◆ INSTRUCTIONS TO FOLLOW ◆
All lines from the one containing "Would you mind finding the hard" down to the final line of the entries below: return them exactly.

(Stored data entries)
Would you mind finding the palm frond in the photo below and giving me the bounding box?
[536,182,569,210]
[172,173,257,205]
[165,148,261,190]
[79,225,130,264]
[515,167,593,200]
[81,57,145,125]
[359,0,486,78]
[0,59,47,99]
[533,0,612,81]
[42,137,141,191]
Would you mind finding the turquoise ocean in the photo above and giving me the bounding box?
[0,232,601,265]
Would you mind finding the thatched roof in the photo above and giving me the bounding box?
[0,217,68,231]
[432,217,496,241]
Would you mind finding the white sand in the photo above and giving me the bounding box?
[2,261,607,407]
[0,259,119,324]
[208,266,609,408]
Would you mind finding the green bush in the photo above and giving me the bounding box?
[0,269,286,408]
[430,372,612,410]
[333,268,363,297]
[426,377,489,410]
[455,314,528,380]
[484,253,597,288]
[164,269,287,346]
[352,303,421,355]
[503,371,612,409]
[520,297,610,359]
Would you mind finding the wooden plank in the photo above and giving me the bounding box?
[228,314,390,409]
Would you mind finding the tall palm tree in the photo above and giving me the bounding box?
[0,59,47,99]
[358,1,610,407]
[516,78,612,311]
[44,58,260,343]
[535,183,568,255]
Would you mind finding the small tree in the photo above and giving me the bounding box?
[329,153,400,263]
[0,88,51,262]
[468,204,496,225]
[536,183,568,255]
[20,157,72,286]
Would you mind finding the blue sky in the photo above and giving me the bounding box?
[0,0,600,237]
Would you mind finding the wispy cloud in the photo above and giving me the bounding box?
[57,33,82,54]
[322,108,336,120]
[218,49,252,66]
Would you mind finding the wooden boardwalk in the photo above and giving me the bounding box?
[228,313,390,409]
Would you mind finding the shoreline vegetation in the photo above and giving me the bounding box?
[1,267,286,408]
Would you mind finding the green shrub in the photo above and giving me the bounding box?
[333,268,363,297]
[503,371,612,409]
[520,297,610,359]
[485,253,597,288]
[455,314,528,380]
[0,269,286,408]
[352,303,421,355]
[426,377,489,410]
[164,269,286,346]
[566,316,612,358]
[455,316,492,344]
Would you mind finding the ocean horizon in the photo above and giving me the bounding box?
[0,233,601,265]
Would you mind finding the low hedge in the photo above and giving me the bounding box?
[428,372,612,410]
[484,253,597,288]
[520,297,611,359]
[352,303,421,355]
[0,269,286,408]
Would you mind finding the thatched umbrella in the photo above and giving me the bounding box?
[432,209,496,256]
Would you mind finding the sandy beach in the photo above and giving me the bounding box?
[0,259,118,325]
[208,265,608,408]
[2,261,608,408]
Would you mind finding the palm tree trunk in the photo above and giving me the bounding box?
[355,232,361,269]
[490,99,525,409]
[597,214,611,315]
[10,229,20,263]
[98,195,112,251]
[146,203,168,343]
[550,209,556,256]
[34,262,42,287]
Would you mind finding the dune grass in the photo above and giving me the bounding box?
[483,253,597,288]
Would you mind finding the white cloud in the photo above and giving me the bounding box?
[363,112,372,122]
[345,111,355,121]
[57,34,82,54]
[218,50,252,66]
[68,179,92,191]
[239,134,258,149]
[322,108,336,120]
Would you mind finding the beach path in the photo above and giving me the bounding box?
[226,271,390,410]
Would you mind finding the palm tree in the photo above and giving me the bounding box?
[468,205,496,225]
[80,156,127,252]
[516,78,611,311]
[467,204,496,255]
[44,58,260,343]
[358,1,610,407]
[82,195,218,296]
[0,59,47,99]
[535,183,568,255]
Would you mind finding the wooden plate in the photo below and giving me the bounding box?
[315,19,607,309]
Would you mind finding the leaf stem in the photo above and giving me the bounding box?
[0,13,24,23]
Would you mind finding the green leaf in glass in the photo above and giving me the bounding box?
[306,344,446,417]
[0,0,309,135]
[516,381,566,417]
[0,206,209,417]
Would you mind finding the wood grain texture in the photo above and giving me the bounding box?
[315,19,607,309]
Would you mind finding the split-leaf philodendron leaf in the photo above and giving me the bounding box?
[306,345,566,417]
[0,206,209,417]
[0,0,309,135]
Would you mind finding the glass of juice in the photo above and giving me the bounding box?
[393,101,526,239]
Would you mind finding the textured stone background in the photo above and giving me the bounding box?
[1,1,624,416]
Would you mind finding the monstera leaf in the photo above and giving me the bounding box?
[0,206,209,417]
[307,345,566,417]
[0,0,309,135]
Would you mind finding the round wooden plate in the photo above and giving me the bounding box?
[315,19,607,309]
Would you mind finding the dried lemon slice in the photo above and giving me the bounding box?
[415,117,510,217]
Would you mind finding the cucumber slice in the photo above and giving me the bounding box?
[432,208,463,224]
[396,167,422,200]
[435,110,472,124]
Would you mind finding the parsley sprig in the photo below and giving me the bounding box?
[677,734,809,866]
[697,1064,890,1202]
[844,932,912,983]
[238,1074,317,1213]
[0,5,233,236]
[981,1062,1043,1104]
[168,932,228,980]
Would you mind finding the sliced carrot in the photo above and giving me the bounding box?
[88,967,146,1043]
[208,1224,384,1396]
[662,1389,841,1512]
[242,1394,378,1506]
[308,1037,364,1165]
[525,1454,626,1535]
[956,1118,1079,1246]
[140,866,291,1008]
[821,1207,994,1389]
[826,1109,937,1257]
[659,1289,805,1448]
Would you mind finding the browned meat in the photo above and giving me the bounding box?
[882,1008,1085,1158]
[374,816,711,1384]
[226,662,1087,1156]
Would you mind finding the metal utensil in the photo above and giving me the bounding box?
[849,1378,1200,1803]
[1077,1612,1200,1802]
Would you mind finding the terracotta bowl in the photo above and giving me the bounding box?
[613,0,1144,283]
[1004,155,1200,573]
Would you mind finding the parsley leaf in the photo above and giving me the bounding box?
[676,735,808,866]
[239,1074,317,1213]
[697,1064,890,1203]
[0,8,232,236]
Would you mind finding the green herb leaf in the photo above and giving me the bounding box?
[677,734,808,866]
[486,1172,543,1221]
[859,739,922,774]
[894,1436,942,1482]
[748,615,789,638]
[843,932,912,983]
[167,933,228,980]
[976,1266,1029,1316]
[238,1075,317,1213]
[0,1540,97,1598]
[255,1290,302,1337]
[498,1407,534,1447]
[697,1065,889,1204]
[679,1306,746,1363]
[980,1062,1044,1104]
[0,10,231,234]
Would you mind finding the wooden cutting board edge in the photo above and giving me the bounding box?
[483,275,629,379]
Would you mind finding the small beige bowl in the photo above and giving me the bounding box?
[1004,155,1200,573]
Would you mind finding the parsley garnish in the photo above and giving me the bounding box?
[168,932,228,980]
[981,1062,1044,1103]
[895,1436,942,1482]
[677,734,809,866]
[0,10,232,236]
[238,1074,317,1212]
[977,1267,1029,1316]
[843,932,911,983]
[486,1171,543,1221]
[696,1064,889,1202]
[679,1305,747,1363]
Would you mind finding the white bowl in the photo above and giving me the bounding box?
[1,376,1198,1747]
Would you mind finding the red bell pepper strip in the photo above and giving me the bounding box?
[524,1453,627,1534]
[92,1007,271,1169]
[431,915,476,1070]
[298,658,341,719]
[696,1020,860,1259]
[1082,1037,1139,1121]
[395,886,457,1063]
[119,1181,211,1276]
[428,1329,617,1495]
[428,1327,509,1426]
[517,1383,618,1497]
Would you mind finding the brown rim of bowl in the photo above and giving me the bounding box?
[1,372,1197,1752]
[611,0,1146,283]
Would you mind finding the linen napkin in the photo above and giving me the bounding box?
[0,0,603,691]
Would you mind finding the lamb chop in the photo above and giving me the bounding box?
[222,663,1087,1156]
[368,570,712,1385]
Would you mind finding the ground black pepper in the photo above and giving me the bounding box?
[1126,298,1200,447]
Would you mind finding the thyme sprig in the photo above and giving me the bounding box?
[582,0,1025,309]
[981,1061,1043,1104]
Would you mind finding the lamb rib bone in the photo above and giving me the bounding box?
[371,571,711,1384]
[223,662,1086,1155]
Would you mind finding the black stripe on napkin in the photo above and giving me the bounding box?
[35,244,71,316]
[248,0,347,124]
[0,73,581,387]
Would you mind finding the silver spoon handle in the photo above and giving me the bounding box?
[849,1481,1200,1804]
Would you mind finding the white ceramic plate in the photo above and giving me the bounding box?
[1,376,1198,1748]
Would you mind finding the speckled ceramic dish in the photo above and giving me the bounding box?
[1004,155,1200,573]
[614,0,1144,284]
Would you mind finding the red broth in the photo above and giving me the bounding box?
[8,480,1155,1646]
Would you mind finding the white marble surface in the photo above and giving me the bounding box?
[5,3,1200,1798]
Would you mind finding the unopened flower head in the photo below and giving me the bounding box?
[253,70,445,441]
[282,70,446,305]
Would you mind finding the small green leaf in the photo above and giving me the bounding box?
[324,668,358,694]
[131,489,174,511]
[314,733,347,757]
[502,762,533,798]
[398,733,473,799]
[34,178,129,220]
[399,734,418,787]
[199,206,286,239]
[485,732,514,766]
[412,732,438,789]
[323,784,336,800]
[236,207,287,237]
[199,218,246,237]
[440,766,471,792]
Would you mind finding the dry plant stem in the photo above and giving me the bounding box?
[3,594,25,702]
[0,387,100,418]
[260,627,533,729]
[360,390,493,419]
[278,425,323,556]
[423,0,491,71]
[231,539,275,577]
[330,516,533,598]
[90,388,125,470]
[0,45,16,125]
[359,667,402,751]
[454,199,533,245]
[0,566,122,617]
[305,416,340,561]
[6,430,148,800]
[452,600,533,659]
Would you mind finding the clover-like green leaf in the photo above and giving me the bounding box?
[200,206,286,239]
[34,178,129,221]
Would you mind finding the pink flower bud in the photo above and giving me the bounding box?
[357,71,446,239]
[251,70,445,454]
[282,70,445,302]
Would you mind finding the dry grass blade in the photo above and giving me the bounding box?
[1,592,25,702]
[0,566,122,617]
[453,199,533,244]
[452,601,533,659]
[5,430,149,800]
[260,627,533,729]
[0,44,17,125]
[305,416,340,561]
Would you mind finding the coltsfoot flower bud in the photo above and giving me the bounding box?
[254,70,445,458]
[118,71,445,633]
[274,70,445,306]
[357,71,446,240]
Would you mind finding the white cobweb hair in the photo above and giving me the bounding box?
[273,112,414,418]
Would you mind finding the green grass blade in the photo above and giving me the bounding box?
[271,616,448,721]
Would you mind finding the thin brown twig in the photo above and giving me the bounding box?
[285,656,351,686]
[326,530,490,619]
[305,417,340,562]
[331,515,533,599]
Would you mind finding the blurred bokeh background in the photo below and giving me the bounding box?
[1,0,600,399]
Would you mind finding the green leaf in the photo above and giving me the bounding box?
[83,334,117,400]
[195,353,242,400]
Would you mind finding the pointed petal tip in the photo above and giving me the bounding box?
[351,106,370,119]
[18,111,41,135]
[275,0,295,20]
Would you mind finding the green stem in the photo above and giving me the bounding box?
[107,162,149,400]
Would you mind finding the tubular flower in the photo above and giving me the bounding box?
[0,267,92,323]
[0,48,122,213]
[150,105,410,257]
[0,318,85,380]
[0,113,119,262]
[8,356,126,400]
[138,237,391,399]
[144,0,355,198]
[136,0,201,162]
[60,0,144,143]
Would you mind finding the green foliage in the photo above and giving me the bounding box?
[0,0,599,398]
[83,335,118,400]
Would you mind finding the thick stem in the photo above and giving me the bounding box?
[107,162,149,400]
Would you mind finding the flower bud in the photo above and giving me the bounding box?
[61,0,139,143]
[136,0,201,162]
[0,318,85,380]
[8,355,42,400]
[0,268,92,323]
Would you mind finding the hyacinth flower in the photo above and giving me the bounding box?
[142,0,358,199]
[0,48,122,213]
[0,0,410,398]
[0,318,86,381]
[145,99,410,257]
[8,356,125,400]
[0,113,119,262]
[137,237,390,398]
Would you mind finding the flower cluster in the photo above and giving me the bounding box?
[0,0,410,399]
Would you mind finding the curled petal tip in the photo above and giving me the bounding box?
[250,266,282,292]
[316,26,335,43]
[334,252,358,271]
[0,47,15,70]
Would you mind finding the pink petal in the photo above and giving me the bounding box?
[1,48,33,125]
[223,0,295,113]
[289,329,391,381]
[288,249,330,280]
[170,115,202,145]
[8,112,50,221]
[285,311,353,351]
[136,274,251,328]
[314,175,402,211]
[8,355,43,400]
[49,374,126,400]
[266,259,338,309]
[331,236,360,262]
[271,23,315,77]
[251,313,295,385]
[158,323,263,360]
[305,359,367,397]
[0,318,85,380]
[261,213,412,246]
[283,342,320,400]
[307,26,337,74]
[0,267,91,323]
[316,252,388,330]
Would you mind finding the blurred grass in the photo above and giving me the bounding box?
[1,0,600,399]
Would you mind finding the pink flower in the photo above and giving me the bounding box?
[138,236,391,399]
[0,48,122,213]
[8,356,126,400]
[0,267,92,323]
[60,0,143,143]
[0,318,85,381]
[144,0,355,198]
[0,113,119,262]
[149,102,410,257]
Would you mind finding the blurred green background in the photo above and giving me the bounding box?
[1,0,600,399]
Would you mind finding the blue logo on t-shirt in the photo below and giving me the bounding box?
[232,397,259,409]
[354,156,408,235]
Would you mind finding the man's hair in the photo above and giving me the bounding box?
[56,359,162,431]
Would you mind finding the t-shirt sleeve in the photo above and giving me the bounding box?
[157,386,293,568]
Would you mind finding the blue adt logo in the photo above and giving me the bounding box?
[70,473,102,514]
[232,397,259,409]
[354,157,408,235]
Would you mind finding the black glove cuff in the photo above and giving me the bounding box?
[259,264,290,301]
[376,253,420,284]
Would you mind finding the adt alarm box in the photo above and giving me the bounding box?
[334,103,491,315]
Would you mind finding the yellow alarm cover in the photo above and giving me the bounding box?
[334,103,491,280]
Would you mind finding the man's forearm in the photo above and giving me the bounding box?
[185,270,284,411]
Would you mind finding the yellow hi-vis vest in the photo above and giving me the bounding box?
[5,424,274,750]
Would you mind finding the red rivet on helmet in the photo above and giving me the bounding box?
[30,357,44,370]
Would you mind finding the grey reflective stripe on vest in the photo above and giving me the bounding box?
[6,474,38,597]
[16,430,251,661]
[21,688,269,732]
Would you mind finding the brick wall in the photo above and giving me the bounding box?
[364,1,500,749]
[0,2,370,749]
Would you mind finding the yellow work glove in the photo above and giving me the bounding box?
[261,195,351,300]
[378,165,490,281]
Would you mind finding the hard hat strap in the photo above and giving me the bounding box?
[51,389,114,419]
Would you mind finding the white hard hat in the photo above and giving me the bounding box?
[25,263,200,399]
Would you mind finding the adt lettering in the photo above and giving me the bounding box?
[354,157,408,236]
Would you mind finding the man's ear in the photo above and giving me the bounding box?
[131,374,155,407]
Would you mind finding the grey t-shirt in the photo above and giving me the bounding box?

◆ TASK RESPONSE ◆
Would you mind finding the hard hat strap in the photo above and giving me the bounding box?
[51,389,114,419]
Would you mind finding the white hard hat in the photo above and giving me the bounding box?
[25,263,200,399]
Would you mind finding the adt lettering in the photo above and giving me the bounding box?
[354,157,408,236]
Would you mind finding the man's ear in the photo above and giving me the bounding box?
[131,374,155,407]
Would you mind finding the grey t-shirt in the photo above and giving me the bounding box?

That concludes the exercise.